● **TASK GOAL**
Restate the data that follows exactly as it stands, beginning with the first line and ending with the line that contains "Target: smoke rising over hill".

● **PROVIDED DATA**
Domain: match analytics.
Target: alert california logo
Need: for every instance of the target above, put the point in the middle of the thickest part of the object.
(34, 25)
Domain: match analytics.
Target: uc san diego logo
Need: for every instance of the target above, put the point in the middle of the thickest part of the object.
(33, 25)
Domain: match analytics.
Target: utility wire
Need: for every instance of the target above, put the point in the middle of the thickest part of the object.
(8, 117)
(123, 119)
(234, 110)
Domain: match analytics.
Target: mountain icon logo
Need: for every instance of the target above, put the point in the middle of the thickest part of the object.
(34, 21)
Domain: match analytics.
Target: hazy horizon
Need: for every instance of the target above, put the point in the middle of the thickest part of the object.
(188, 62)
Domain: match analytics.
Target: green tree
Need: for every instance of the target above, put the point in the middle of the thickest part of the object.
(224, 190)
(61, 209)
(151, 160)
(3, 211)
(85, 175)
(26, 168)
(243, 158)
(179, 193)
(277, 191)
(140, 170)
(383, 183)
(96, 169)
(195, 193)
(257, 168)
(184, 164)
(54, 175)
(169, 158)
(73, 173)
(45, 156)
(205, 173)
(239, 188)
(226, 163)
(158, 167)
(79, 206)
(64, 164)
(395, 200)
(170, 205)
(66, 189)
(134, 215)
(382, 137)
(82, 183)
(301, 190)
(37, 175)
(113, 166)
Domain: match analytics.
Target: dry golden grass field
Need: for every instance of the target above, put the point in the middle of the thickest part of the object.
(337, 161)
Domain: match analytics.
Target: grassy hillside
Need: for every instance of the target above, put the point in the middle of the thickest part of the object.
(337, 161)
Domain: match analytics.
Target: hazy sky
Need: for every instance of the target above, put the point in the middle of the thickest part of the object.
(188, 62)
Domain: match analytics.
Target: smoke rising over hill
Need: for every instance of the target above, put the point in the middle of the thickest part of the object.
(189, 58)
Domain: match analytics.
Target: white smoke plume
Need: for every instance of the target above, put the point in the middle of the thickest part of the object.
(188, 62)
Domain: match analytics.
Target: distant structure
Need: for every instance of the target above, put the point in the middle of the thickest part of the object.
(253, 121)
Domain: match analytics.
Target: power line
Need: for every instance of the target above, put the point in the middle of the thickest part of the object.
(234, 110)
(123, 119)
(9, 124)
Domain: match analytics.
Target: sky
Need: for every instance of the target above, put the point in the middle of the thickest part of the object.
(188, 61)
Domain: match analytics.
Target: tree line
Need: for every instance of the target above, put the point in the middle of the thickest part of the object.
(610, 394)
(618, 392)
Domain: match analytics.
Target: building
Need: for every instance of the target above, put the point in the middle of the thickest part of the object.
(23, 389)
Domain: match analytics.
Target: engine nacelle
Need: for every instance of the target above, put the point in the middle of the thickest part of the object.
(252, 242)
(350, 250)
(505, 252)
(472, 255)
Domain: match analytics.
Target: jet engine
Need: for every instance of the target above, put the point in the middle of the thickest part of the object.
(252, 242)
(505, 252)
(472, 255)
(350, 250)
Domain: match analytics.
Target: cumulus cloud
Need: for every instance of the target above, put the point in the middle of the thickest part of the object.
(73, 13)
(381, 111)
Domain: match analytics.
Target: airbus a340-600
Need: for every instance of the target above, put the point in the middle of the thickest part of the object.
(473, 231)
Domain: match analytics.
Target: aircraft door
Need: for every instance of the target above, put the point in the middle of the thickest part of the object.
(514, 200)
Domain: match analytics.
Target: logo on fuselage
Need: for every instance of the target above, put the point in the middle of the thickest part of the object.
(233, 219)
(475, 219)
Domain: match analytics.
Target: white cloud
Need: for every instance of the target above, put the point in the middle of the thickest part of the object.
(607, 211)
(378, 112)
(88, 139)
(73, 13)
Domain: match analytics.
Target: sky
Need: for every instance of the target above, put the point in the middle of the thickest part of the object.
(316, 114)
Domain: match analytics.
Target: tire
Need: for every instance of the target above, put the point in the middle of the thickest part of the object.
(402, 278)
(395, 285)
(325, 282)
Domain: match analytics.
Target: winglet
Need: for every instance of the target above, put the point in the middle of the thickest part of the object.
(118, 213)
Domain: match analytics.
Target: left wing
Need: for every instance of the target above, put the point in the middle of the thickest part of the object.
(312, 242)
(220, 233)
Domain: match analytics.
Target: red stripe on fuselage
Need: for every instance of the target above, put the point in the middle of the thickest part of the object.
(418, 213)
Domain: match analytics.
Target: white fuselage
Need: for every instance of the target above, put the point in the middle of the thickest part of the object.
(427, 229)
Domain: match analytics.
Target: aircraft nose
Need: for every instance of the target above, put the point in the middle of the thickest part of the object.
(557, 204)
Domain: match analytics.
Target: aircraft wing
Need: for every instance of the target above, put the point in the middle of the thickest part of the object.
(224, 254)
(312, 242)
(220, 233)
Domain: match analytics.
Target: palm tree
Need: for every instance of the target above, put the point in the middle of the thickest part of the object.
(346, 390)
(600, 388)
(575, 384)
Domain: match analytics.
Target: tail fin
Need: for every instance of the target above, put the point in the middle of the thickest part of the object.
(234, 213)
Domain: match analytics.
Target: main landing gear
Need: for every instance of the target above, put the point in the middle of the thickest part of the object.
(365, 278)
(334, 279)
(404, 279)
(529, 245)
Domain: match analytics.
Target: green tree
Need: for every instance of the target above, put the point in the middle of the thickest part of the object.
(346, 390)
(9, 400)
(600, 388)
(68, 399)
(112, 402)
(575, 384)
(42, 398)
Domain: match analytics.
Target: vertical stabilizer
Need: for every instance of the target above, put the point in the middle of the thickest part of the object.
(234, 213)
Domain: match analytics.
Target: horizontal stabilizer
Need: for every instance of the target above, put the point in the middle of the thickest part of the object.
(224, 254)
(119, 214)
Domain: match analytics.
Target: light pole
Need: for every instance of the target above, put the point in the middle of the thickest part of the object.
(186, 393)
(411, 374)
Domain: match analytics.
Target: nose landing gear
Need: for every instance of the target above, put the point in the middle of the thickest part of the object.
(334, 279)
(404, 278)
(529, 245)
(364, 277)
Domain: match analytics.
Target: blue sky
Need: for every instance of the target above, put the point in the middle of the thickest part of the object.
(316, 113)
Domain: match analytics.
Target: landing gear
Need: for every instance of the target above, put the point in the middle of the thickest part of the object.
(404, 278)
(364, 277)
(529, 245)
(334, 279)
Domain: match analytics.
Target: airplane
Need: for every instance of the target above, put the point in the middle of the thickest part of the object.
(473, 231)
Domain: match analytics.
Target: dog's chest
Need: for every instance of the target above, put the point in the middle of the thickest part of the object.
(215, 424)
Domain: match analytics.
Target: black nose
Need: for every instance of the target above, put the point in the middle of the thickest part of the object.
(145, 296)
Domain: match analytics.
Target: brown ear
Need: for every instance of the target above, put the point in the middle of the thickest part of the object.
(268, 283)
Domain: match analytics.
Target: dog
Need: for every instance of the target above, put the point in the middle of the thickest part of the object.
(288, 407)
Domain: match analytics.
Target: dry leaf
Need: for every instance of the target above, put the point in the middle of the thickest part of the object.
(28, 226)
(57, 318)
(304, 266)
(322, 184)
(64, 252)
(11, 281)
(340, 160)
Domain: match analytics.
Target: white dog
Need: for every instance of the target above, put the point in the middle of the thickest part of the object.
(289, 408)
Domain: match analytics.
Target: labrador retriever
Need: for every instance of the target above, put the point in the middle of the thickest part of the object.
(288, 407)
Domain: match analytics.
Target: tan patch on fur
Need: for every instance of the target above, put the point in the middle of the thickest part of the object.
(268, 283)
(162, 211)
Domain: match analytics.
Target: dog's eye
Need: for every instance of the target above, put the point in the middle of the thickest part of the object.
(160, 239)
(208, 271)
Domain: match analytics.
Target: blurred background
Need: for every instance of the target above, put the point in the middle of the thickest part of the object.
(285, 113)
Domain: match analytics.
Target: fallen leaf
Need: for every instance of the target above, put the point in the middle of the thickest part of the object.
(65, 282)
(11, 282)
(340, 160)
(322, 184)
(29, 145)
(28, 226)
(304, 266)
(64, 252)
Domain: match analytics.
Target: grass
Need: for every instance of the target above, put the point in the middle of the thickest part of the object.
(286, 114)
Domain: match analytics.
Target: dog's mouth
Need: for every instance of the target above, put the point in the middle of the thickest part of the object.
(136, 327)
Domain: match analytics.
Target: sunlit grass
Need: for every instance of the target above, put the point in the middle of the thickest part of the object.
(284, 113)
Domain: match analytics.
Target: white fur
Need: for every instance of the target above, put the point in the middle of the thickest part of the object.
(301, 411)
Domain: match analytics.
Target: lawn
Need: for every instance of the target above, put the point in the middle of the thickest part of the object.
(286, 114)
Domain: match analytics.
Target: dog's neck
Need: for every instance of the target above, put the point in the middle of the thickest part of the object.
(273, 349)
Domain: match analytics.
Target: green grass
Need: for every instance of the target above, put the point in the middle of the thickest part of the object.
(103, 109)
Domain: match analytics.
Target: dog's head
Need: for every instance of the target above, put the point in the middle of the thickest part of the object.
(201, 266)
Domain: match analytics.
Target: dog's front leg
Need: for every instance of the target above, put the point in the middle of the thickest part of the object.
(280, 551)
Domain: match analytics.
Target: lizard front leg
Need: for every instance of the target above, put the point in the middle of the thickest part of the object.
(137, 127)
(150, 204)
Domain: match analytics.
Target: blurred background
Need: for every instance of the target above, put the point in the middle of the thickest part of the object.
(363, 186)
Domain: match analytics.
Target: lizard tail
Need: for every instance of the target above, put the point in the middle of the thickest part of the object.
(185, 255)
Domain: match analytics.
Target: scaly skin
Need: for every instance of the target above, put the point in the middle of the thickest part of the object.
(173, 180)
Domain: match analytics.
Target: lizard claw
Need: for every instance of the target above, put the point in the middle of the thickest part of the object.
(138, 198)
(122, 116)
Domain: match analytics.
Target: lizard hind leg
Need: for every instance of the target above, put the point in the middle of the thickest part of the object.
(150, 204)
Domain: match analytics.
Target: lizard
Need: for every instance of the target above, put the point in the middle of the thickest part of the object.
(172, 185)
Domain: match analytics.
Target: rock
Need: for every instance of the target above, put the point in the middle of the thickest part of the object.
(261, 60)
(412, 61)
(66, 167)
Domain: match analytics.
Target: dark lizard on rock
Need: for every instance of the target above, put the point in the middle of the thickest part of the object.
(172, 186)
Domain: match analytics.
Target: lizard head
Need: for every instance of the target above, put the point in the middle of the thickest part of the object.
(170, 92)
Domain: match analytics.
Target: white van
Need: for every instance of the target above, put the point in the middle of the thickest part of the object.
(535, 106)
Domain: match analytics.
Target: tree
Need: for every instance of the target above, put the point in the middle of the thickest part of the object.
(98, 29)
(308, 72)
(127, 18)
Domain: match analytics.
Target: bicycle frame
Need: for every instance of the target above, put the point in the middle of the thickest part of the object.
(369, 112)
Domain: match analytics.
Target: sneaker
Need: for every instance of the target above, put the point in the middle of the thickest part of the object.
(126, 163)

● **YOUR SOLUTION**
Domain: match analytics.
Target: alert california logo
Need: for every instance of the target above, put the point in the middle of the thickest part of the object.
(34, 25)
Domain: match analytics.
Target: uc san diego logo
Need: for every instance of the target above, put the point in the middle of the thickest part of the object.
(33, 25)
Domain: match analytics.
Target: utility wire
Need: for every instance of the target above, put the point in the middle of the thickest part of the object.
(8, 117)
(123, 119)
(234, 110)
Domain: match analytics.
Target: mountain icon logo
Need: for every instance of the target above, put the point in the middle of the thickest part of the object.
(34, 21)
Domain: match analytics.
Target: hazy horizon
Need: for every instance of the target above, put the point in the middle of the thickest part of the object.
(188, 62)
Domain: match analytics.
Target: green tree
Need: for every instance of the target above, put the point in the middle of the thickest part of the object.
(224, 190)
(61, 209)
(151, 160)
(3, 211)
(85, 175)
(26, 168)
(243, 158)
(179, 193)
(277, 191)
(140, 170)
(383, 183)
(96, 169)
(195, 193)
(257, 168)
(184, 164)
(54, 175)
(169, 158)
(73, 173)
(45, 156)
(205, 173)
(239, 188)
(226, 163)
(158, 167)
(79, 206)
(64, 164)
(395, 200)
(170, 205)
(66, 189)
(134, 215)
(382, 137)
(82, 183)
(301, 190)
(37, 175)
(113, 166)
Domain: match analytics.
Target: dry golden grass field
Need: for every instance of the target above, put the point in the middle of the thickest part of the object.
(337, 161)
Domain: match analytics.
Target: grassy hillside
Need: for every instance of the target above, put the point in the middle of the thickest part of the object.
(337, 161)
Domain: match analytics.
Target: hazy sky
Need: for every instance of the target above, put the point in the middle of the thickest part of the object.
(188, 62)
Domain: match analytics.
Target: smoke rising over hill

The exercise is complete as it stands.